So how can this be powered? Of course the "green" solution would be to use solar and wind. In my opinion neither solar or wind could remotely address the demands placed on them for this. But never-the-less, lets look at them and skim over their lack of capability where possible.

Solar. Sadly the incapability of solar in winter is so marked it is impossible to skim over it's failings. In winter there is little sun. So there's little electricity generated. It's probably best for me to let the Centre Alternative Energy explain it to those who disbelieve me. (HERE - see Q&A at end)

Wind. Currently the existing Wind turbine fleet intermittently generates about 20% of current UK demand. There are, in total around 11,000 wind turbines both onshore and offshore in the UK. If we forget about intermittency, grid connectivity, site availability, storage, sea bed damage and impact on those living nearby we would need another 16,500 turbines, just to cover domestic heat pump use in homes.

 The current wind fleet has cost well in excess of £50 Billion to build and only functions due to massive on-going government subsidies. An additional 16,500 turbines would add another £75 billion.  But it doesn’t stop there. Increasing the carrying capacity of the Grid  as well as connectivity, backup supply and cabling would add at least another 25 – 50 billion.  Say a £100 billion all-in – and that, I would suggest, would be wildly optimistic.

But really that is small beer compared to the cost of installing the heat pumps themselves.  Half of the cost is installation and groundwork and so is fixed. Even if we assume the price of the hardware halves we are still looking at £12,000 per installation averaged across GSHPs and ASHPs.

Lets assume the target installation is in 19 million homes.  (As suggested on record by  Committee on Climate Change and also stated HERE ) So the cost of installing heat pumps in these 19 million homes comes out at a whopping £228 Billion.

So all in, to convert 19 million homes to heat pumps would cost well in excess of £325 billion.

In essence we would be spending over £325 Billion to  replace a perfectly serviceable (and more capable) gas supplied heating system. We would be doing this in order to cut Carbon Dioxide emissions from the cleanest fossil fuel available while plenty of dirtier targets remain.

Even if you substitute in more realistic and capable methods of generation (like nuclear - or even gas!) the figures are still ruinously huge.

========================================================================

**Problem set**.
1. Answer these from the text on powering heat pumps:
(a) About how many wind turbines are there in the UK, onshore and offshore together?
(b) What average cost per installation does the text assume across GSHPs and ASHPs?
(c) In how many homes is the target installation assumed to be?
2. Carry on the text on powering heat pumps from its last sentence.
The material that comes after this text is separate from it.

========================================================================

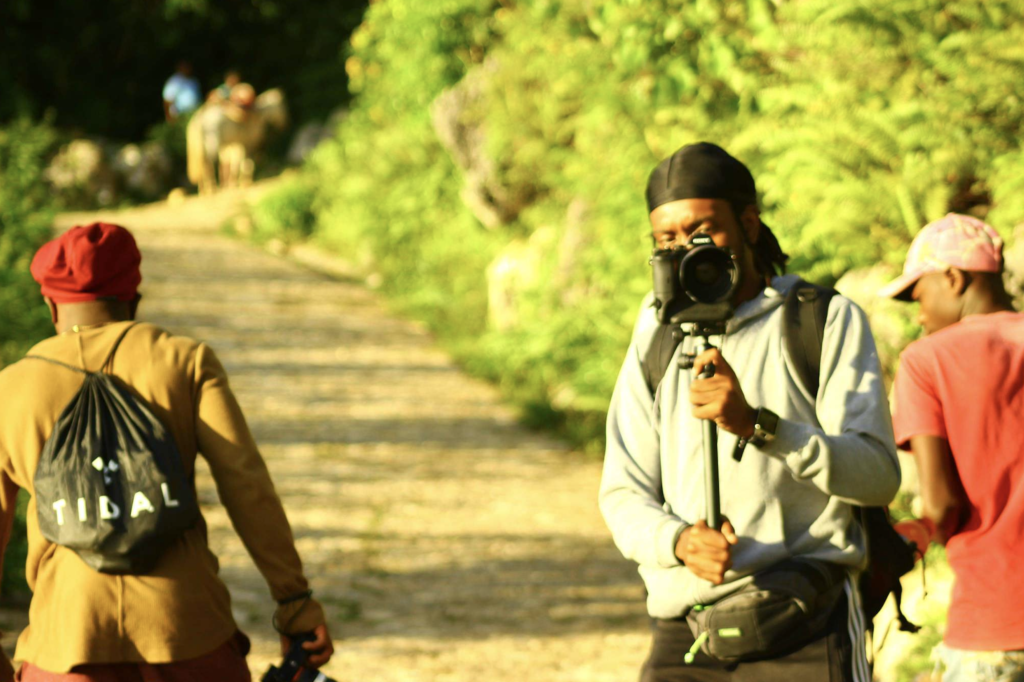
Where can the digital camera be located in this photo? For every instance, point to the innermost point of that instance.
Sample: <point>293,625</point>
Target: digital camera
<point>694,284</point>
<point>293,667</point>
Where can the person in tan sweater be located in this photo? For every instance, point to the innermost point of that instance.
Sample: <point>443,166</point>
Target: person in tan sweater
<point>175,622</point>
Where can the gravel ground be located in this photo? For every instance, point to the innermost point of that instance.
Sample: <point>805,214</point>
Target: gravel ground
<point>446,542</point>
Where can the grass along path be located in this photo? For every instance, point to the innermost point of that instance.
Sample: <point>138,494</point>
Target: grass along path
<point>446,542</point>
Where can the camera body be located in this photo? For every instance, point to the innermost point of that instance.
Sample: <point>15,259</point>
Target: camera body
<point>694,284</point>
<point>293,667</point>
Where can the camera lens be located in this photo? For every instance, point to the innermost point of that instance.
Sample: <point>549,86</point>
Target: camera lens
<point>706,273</point>
<point>709,274</point>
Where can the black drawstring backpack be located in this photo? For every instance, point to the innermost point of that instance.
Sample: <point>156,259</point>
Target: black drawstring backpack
<point>111,483</point>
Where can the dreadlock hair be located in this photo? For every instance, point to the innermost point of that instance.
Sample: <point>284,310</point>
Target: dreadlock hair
<point>768,255</point>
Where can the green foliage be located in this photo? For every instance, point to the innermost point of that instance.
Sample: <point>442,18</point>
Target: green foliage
<point>26,216</point>
<point>860,120</point>
<point>16,553</point>
<point>286,213</point>
<point>25,224</point>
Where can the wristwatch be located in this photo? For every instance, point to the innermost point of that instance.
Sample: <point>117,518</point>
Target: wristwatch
<point>765,425</point>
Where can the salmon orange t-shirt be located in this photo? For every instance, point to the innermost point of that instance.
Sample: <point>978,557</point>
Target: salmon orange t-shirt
<point>966,384</point>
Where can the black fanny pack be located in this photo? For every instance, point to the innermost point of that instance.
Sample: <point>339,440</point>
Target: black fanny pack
<point>784,607</point>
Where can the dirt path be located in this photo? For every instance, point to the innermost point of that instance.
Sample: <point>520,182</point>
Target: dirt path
<point>446,542</point>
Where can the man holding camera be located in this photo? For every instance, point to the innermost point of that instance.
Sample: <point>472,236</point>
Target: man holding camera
<point>812,453</point>
<point>173,622</point>
<point>957,407</point>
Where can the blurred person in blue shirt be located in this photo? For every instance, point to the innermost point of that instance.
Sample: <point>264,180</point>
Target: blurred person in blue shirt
<point>181,92</point>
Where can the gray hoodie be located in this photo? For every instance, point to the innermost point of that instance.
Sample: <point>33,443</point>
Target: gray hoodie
<point>793,497</point>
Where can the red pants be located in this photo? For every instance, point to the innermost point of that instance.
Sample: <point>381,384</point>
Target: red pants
<point>225,664</point>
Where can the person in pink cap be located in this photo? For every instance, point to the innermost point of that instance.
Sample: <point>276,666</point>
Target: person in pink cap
<point>958,408</point>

========================================================================

**Answers to the exercise**.
1.
(a) Around 11,000
(b) £12,000
(c) 19 million

2.
Reduce the adoption rate the figures remain ruinous, just less so. It is only when you get to very low rates of adoption (like today) that the pain reduces and heat pumps can run off existing electrical supply without the need for more infrastructure. 

Mass adoption of Heat pumps to replace gas boilers is a non-option. They are less capable and cost far more to install and run than the condensing gas boilers they are supposed to replace. Even so, there are lunatic plans in place to ban new gas boiler installations in new build properties by 2025. (See Here) 

On the plus side heat pumps do make great talking points down the golf club or in a Green Peace meeting and are marvellously fashionable and very, very politically correct. Sadly though when it comes to heating the average home they are not in the same league as condensing gas boilers.

Without the governments bribe Renewable Heat Incentive, uptake would peter-out to nothing. The zealots and the rich would baulk at the cost. Even with the current bribe the take up rate is so pitiful that it would take 700 years to replace all 19 million gas boilers

So how can we reduce Carbon Dioxide? More to the point how can we reduce Carbon Dioxide at significantly less than £500-£600 a tonne? These are difficult questions. 

But clearly, heat pumps do not provide the answers. 

To pretend they do is criminally irresponsible.

The Trouble with Heat Pumps Part 3

The last couple of posts I have looked at Ground Source Heats Pumps (GSHP). (See HERE)

This post deals with Air Source Heat Pumps (ASHP). Like their more expensive (and more capable) GSHP cousins, ASHPs are the subject of the most incredible wishful thinking, promotion and propaganda. This is what I hope to address here.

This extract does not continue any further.